*Excerpt*
This might sound counter-intuitive to some, but politicians and commentators need to realize that the mentally ill, like those with more visible disabilities, tend to be more vulnerable to acts of violence because we are perceived to be marginalized, otherized, different and weak.

Just consider how casually Donald Trump used the word, “psycho,” to demean and malign President Obama during the Ebola crisis a few years ago.

And consider the cruelty displayed by Trump when he mocked the disability of New York Times reporter Serge Kovaleski.

People with disabilities, including mental illness, have often been bullied in our lives.

The people who do the bullying and commit those violent acts tend to be white men with grievance issues.

They often don’t have a regular job, don’t have much of an education, and don’t have a significant other.

I was delighted to hear Casey Jordan, a criminologist and behavioral analyst, rebut Kate Bolduan on CNN, after the anchor, filling in last week for Erin Burnett on CNN’s “OutFront,” suggested that the pipe bomber was mentally ill.

“Not necessarily,” said Jordan, who quite thoughtfully pointed out that the bomber was an angry, hateful man who wanted to fill a void in his soul, and he did so by latching onto the angry, hateful rhetoric of Donald Trump.

*Dataset*
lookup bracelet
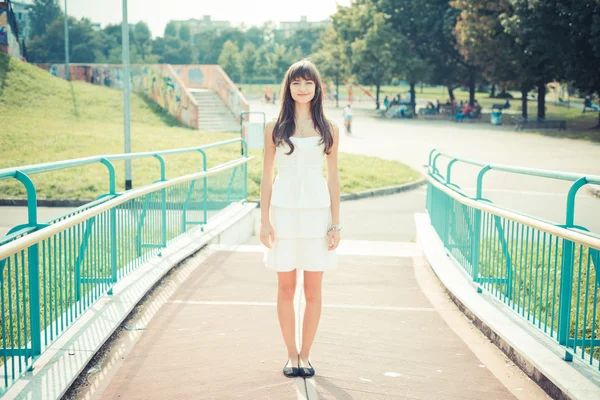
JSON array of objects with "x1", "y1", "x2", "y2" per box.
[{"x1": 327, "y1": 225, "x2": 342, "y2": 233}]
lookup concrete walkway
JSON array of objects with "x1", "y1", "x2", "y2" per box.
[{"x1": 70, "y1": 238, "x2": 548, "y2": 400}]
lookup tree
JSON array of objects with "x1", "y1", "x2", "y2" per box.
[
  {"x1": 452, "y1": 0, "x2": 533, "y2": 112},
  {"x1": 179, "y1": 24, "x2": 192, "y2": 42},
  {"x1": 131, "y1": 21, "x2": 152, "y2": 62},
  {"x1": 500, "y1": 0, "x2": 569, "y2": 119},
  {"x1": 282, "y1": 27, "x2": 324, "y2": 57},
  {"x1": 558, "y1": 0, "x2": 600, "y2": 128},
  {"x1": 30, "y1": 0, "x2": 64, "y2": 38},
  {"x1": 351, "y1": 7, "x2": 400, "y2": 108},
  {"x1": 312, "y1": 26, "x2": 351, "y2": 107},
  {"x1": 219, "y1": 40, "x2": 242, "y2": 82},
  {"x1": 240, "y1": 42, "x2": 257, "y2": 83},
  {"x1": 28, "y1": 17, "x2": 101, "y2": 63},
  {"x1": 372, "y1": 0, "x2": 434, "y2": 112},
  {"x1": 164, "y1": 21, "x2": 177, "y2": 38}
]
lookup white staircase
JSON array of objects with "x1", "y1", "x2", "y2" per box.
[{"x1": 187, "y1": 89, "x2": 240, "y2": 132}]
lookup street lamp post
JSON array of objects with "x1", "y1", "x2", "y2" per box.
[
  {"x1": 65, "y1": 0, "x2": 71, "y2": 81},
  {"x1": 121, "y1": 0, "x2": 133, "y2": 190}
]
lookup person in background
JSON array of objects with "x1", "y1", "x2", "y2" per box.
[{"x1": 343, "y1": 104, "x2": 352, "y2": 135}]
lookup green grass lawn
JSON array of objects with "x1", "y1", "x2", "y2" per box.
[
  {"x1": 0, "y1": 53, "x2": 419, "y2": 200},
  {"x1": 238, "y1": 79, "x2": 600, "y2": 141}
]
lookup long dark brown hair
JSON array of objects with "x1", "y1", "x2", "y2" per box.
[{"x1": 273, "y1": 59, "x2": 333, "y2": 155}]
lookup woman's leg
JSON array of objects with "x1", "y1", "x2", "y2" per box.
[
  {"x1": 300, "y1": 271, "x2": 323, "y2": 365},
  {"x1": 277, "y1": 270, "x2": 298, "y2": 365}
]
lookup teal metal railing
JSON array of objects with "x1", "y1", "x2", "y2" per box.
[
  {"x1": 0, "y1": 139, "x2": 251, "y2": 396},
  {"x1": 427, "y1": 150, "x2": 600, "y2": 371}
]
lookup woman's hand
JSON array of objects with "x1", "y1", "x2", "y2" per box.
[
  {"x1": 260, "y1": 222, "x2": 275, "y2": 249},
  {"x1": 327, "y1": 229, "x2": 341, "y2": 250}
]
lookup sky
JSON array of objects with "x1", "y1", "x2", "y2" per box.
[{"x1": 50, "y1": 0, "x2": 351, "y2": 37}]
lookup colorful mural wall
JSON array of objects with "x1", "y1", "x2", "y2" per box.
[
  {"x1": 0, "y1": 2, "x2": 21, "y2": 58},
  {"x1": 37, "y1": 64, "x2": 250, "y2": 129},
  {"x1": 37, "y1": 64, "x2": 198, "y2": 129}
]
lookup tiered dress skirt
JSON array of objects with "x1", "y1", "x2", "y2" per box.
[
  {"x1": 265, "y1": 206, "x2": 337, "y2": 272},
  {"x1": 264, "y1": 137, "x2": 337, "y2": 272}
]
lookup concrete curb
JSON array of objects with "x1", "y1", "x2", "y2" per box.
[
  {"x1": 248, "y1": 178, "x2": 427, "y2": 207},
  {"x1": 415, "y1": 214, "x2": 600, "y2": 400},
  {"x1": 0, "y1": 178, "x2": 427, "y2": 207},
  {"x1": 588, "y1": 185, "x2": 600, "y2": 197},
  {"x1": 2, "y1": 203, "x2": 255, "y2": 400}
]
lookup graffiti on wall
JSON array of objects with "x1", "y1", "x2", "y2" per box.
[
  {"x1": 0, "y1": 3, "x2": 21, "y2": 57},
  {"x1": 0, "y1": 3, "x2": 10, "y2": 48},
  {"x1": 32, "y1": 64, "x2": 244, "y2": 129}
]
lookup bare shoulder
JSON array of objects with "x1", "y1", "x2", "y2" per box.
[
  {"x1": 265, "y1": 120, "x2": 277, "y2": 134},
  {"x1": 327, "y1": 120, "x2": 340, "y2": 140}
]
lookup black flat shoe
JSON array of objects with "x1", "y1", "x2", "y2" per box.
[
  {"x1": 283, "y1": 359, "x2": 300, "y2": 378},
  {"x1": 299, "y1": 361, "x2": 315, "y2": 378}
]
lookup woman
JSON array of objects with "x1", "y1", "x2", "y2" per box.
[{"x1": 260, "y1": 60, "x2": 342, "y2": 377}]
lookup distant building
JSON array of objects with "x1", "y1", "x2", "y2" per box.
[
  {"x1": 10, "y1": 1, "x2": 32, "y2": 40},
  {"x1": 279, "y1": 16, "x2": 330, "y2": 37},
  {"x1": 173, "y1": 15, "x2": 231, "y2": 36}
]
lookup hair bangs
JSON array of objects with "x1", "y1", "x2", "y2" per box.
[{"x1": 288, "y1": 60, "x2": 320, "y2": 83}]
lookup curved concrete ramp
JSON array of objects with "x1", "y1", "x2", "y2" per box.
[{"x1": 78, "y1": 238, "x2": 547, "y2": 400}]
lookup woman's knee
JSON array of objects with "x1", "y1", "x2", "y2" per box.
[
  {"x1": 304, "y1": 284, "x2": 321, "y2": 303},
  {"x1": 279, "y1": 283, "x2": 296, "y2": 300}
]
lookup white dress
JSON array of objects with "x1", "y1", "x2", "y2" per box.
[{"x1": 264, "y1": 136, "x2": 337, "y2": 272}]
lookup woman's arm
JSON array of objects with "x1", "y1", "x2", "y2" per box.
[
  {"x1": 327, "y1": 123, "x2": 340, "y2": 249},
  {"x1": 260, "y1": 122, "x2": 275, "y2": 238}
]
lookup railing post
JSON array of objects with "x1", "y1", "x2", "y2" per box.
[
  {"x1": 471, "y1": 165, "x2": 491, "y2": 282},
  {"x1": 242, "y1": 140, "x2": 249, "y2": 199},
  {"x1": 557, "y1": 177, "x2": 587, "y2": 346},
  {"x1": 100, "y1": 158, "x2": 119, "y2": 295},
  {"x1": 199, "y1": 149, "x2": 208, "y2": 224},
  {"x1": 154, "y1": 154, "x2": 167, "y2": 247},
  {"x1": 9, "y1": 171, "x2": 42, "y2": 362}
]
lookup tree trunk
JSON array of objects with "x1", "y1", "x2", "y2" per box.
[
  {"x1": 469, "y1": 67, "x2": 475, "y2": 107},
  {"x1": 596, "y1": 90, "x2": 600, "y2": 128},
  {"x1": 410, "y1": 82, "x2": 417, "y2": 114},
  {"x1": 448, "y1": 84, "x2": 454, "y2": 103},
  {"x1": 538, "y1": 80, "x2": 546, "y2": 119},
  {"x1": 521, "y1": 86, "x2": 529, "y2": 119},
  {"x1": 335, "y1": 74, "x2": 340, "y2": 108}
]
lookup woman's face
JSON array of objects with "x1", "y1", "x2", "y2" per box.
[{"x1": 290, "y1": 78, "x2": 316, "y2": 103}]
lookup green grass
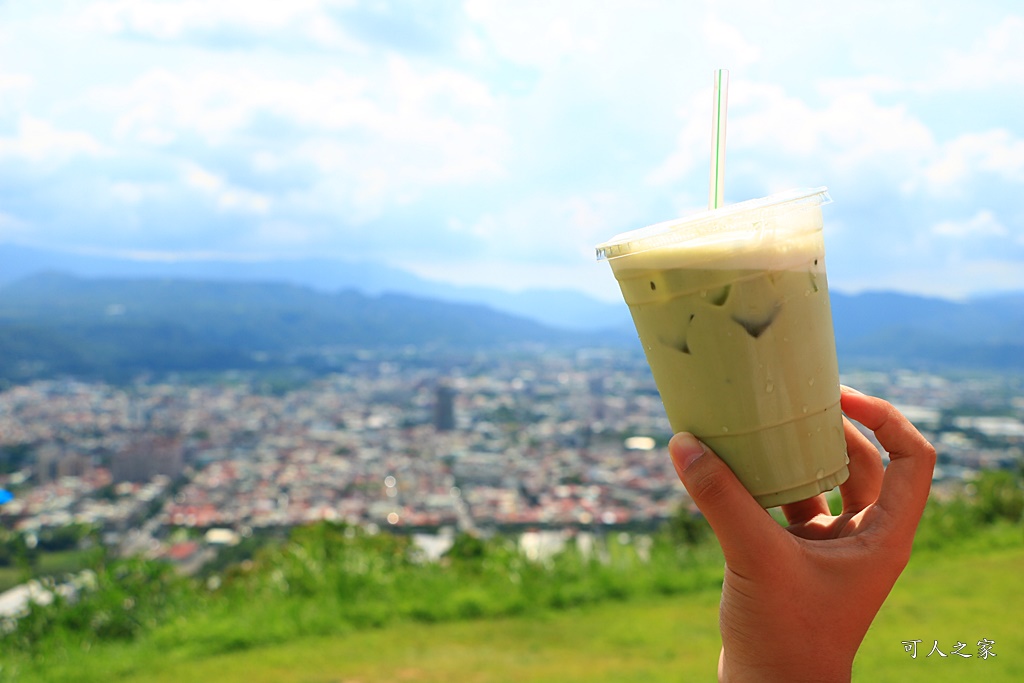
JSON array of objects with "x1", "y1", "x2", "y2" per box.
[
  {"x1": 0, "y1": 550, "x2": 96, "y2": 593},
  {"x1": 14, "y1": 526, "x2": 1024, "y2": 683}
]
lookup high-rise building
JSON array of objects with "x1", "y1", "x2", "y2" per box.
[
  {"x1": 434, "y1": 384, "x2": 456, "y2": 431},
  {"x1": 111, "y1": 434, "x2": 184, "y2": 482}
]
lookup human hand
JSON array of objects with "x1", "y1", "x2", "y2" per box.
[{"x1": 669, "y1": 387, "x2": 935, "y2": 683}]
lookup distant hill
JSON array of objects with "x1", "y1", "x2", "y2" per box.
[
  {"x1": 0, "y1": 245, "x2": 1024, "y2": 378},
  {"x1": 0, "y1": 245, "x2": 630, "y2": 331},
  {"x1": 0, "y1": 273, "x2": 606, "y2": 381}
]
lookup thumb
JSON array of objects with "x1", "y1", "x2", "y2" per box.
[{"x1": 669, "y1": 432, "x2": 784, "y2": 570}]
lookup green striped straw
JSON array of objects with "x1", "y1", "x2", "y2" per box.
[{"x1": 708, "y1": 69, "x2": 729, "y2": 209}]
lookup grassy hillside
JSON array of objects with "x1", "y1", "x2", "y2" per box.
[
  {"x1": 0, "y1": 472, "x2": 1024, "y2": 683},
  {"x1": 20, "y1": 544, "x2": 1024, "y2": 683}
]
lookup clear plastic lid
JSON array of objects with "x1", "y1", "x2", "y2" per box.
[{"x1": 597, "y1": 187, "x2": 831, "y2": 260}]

---

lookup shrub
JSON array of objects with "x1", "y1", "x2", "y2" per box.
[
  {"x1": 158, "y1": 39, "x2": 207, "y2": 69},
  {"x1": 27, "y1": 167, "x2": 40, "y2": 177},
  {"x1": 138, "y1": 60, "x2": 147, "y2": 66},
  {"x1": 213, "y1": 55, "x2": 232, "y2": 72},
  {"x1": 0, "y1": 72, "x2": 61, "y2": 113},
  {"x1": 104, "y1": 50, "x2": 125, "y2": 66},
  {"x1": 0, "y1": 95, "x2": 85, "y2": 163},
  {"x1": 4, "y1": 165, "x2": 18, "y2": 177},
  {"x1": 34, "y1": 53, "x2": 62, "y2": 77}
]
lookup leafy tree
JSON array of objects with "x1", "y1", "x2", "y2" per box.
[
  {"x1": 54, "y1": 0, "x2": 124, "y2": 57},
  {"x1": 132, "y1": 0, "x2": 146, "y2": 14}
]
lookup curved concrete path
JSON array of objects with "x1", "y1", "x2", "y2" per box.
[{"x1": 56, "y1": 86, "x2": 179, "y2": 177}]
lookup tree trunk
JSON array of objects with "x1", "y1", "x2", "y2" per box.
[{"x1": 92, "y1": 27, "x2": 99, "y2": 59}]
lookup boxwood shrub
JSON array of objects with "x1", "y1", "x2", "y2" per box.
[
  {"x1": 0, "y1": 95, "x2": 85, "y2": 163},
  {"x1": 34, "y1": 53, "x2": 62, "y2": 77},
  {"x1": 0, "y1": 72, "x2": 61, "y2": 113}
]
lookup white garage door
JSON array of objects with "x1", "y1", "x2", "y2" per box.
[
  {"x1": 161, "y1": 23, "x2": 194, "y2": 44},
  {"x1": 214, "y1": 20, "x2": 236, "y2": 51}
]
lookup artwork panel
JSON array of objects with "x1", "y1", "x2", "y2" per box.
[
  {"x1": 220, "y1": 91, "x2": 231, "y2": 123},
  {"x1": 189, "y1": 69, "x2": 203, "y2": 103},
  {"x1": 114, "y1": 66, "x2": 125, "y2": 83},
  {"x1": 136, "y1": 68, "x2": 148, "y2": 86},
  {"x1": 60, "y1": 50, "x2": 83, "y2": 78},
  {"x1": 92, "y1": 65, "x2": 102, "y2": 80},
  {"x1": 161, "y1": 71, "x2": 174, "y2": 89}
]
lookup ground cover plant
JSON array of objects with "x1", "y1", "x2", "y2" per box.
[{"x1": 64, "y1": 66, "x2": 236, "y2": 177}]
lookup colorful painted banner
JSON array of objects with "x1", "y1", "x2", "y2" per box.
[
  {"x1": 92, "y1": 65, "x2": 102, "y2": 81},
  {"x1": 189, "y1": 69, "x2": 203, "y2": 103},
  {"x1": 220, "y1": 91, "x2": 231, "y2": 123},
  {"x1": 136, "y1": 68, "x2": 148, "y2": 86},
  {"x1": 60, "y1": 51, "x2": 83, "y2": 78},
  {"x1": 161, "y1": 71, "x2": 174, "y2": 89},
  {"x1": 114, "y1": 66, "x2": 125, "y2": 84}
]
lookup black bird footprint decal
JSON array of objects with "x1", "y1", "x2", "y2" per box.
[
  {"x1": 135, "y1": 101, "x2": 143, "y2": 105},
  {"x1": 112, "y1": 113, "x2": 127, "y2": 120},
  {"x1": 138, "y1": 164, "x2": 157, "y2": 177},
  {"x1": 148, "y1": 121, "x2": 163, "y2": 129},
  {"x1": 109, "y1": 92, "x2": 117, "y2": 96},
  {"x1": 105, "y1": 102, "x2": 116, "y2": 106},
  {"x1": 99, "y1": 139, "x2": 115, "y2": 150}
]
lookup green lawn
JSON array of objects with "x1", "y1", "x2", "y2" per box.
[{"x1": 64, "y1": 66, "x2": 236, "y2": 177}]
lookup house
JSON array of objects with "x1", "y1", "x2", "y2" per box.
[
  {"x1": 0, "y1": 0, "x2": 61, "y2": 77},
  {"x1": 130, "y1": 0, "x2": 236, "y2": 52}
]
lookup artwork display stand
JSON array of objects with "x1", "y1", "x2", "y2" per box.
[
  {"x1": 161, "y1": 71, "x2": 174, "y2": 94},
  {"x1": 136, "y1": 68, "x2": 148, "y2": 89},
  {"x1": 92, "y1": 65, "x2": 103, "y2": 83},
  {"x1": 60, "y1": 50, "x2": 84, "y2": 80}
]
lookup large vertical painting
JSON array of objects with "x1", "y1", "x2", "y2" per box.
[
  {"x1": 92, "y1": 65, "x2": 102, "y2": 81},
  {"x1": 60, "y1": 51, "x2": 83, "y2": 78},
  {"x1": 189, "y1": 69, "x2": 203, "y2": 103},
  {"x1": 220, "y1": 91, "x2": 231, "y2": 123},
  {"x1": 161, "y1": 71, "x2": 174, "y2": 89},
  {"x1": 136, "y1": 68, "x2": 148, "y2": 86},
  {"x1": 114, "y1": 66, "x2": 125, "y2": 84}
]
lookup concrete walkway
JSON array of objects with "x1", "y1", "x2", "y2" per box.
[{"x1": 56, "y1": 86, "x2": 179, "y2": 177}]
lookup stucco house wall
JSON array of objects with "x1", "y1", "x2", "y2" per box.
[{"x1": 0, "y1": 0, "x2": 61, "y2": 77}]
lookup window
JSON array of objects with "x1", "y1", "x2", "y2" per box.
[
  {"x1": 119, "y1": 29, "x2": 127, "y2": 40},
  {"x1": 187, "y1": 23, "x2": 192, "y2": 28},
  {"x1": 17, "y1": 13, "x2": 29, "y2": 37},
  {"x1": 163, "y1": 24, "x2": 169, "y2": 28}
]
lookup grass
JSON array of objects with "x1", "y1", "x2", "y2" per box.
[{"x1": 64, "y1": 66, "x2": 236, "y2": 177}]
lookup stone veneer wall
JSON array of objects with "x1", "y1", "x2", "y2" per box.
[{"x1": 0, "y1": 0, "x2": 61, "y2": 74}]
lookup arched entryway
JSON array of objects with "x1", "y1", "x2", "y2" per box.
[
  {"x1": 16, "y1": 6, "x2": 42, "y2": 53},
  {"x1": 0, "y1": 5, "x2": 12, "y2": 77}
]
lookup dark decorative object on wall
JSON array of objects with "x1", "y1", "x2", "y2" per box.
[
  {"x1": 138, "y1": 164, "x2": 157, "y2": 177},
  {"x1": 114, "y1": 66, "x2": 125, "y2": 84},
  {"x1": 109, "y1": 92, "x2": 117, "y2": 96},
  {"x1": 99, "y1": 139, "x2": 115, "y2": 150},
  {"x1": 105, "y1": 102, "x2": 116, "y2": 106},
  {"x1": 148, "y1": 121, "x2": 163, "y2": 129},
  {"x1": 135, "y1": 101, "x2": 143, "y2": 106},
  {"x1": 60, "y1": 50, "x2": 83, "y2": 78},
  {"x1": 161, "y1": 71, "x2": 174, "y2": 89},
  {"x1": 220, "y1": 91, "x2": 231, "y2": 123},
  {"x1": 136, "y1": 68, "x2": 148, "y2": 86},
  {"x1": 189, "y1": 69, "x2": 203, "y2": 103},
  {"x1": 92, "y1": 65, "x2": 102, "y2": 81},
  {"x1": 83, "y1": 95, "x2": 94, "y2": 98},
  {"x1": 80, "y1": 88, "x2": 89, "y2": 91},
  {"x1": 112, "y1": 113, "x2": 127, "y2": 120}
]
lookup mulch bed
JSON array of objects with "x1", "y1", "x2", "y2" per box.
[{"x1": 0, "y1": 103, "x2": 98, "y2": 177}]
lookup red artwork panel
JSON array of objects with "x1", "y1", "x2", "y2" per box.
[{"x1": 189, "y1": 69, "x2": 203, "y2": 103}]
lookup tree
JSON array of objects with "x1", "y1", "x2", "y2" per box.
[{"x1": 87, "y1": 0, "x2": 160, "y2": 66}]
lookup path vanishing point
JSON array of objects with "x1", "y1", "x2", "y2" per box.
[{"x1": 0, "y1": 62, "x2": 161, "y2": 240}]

*Your assignment*
In the commentary on mental illness and violence, whose show was Kate Bolduan filling in on when she suggested the pipe bomber was mentally ill?

*Response to the exercise*
Erin Burnett's show, CNN's "OutFront."